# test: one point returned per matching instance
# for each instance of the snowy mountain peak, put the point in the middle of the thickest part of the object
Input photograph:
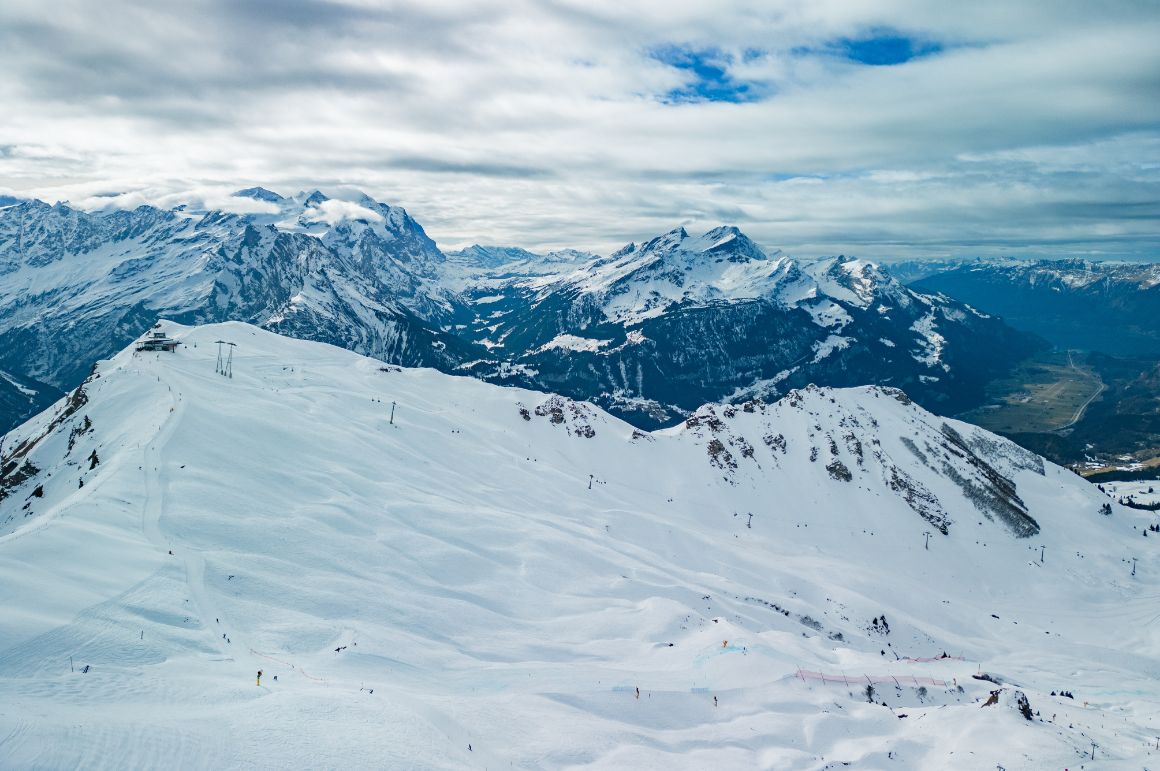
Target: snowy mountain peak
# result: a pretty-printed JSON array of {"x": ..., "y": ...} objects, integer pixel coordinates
[
  {"x": 259, "y": 194},
  {"x": 314, "y": 198},
  {"x": 504, "y": 576}
]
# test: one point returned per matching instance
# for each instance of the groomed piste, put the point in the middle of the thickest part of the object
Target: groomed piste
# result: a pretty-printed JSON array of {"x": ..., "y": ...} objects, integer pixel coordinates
[{"x": 437, "y": 573}]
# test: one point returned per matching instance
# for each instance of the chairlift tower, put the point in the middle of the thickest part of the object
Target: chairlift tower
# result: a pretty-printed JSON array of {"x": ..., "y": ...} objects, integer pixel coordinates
[{"x": 224, "y": 365}]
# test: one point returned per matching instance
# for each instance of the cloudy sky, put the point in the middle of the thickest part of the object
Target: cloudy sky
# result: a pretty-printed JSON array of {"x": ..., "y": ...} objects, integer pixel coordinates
[{"x": 896, "y": 128}]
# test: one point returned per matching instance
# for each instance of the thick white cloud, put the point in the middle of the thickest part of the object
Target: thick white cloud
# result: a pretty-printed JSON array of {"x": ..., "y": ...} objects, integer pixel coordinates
[
  {"x": 333, "y": 211},
  {"x": 1035, "y": 129}
]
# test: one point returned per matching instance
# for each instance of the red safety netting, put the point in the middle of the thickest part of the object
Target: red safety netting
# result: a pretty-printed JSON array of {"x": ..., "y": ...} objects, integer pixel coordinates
[{"x": 874, "y": 679}]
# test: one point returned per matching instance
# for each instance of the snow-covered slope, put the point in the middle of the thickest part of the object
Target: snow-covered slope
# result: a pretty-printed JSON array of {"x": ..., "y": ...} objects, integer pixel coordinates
[
  {"x": 77, "y": 285},
  {"x": 499, "y": 577},
  {"x": 654, "y": 331}
]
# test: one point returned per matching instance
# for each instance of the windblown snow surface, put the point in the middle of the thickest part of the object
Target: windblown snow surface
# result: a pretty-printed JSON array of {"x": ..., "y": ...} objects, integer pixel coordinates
[{"x": 487, "y": 581}]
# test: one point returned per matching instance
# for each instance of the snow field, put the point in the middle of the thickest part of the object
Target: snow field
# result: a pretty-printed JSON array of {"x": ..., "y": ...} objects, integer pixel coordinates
[{"x": 457, "y": 564}]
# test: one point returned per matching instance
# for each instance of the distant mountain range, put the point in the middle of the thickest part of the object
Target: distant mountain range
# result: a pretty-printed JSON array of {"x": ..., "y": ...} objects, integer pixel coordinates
[
  {"x": 655, "y": 329},
  {"x": 650, "y": 332},
  {"x": 1097, "y": 306}
]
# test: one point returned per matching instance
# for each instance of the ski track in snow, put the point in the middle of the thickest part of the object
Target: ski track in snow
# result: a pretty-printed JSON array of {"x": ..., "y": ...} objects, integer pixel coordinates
[{"x": 490, "y": 598}]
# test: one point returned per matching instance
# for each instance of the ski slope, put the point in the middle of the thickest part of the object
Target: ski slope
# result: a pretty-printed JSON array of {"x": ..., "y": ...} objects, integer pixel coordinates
[{"x": 488, "y": 580}]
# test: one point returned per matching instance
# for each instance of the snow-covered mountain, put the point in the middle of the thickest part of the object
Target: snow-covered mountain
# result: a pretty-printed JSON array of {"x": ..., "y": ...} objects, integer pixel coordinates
[
  {"x": 442, "y": 573},
  {"x": 75, "y": 286},
  {"x": 650, "y": 332},
  {"x": 655, "y": 329},
  {"x": 1101, "y": 306}
]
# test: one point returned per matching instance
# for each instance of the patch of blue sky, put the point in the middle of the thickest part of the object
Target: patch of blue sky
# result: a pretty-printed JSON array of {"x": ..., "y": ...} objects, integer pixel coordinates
[
  {"x": 884, "y": 48},
  {"x": 708, "y": 75}
]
──────────
__The problem__. Nothing in the entries above should change when they are printed again, except that the pictures are dropped.

__The completed task__.
# test: one point returned per matching instance
# for each instance of the snowy mountain peak, put the point in the middle of the thickest part of the object
Input photograph:
Target: snowy mountain peak
# result: a pretty-printed JSON array of {"x": ..., "y": ...} objects, integer pixel coordinates
[
  {"x": 259, "y": 194},
  {"x": 314, "y": 198},
  {"x": 504, "y": 576}
]
# test: one point returned per matching instance
# for each instance of the groomed piste, put the point in the middle of the thickest part of the object
Target: groomed piste
# result: a pretty-printed JSON array of {"x": ..., "y": ...} objects, integer pixel coordinates
[{"x": 437, "y": 573}]
# test: one point returned per matching instance
# for each instance of the chairlift tower, put the point in the middle of the thickest part of the object
Target: chairlift tower
# result: a pretty-printed JSON array of {"x": ..., "y": ...} objects, integer pixel coordinates
[{"x": 224, "y": 365}]
# test: one point returned per matching instance
# for each instance of the cloudy sky, put the point in the middle of the thickest part of the object
Target: cloudy sky
# result: a pretty-printed JSON array of {"x": ..., "y": ...} objects, integer pixel coordinates
[{"x": 896, "y": 128}]
# test: one point returned per matching instance
# for each instance of the thick white cloud, put the point in the middle of the thickest part of the object
Target: thick white cloud
# result: a pretty-printed JSON array of {"x": ..., "y": ...} objects, integer pixel coordinates
[
  {"x": 333, "y": 211},
  {"x": 1035, "y": 129}
]
# test: one point returned per matching instance
# for each instance of the red safety netting, put the point in the middle of the thickest part of the object
Target: red safety netting
# result: a pretty-printed JSON array of {"x": ..., "y": ...} objects, integer pixel coordinates
[{"x": 874, "y": 679}]
# test: one point returned per matching instance
# for each instance of the snow-covered slope, put the point in the middle of the thickest part of the object
Target: snow-covered slope
# result: a pretty-printed JSON array of {"x": ..., "y": ...} objects, integer pixel coordinates
[
  {"x": 77, "y": 285},
  {"x": 499, "y": 577},
  {"x": 654, "y": 331}
]
# test: one point returned per matching instance
# for each instance of the windblown snow surface, put the point in the middle of the thickest part of the object
Target: windblown snow surface
# result: a pretty-printed JSON array of {"x": ..., "y": ...} objects, integer pixel coordinates
[{"x": 487, "y": 581}]
# test: one point returned per matching instance
# for each instance of the snow field, put the point in the middle of the thickest part of the object
Target: snow field
# result: a pretty-printed JSON array of {"x": ..., "y": ...} objects, integer pixel coordinates
[{"x": 457, "y": 564}]
# test: one point returned per matching instance
# for each instance of the distant mountain range, put the point in the middle of the thickest part of the object
Target: distant mountain range
# result: a pretty-printed JSON array of {"x": ..., "y": ...} objects, integer pixel coordinates
[
  {"x": 655, "y": 329},
  {"x": 650, "y": 332},
  {"x": 1097, "y": 306}
]
# test: one point returned per matching instance
# for each instance of the ski track in snow, put the point in the middle of the thickest part of the object
Target: ski track in snow
# result: a pretty-printed JSON array of {"x": ..., "y": ...} objects, integer pixel coordinates
[{"x": 490, "y": 598}]
# test: one point returned per matching instance
# for each instance of the ski slope, put the point in the middle of the thickest part of the object
Target: ski slope
# result: a pretty-printed JSON array of {"x": ..., "y": ...} objects, integer pixel coordinates
[{"x": 488, "y": 580}]
# test: one point returned per matching instance
# for each instance of the snow-covered mountain, put the point in the middle of the thickest part of the object
Target: snow-covered mountain
# result: a pretty-printed JSON array of {"x": ..., "y": ...} objects, integer pixel coordinates
[
  {"x": 442, "y": 573},
  {"x": 75, "y": 286},
  {"x": 650, "y": 332},
  {"x": 655, "y": 329},
  {"x": 1101, "y": 306}
]
# test: one point returned per matching instance
# for each instance of the patch of blue sky, put the point in the middle of the thickest part of the object
Target: patch of blue sky
# result: a pretty-printed JSON array of {"x": ..., "y": ...} objects, integer pixel coordinates
[
  {"x": 884, "y": 48},
  {"x": 708, "y": 75}
]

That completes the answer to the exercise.